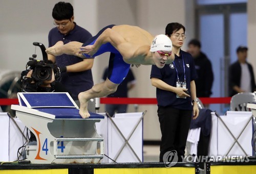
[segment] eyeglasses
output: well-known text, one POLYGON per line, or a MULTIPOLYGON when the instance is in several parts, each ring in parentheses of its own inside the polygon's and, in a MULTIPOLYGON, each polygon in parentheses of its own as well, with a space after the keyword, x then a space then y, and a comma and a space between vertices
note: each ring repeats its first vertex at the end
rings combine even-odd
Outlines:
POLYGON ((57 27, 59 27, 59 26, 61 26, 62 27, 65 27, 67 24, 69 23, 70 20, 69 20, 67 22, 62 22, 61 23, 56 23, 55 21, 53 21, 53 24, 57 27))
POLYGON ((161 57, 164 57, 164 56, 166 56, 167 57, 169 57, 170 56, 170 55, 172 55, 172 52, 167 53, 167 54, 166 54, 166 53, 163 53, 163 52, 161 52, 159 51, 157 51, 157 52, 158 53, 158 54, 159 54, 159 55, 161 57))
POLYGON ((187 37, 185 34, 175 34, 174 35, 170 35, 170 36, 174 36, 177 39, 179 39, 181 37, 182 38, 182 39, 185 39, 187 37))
^^^^^^^^^^^^^^^^
Rewrite the records above with every "eyeglasses" changed to "spectacles" and nothing else altered. Omit the pictures from your version.

_In response_.
[segment] spectacles
output: well-known text, one POLYGON per line, or a MULTIPOLYGON when the instance is in several parts, each ring in parentheses of its own inside the polygon's and, in a MULTIPOLYGON, each polygon in parentheses of its own as well, with a space after the keyword, x then a space then y, and a comma and a space between vertices
note: each ring repeats its first vertex at the end
rings combine even-odd
Outlines:
POLYGON ((57 27, 59 27, 59 26, 61 26, 62 27, 65 27, 67 24, 69 23, 70 20, 69 20, 67 22, 62 22, 61 23, 56 23, 55 21, 53 21, 53 24, 57 27))
POLYGON ((161 57, 164 57, 164 56, 166 56, 167 57, 169 57, 170 56, 170 55, 172 55, 172 52, 167 53, 167 54, 166 54, 166 53, 163 53, 163 52, 161 52, 159 51, 157 51, 157 52, 158 53, 158 54, 159 54, 159 55, 161 57))
POLYGON ((187 37, 185 34, 175 34, 174 35, 170 35, 170 36, 174 36, 177 39, 179 39, 181 37, 182 38, 182 39, 185 39, 187 37))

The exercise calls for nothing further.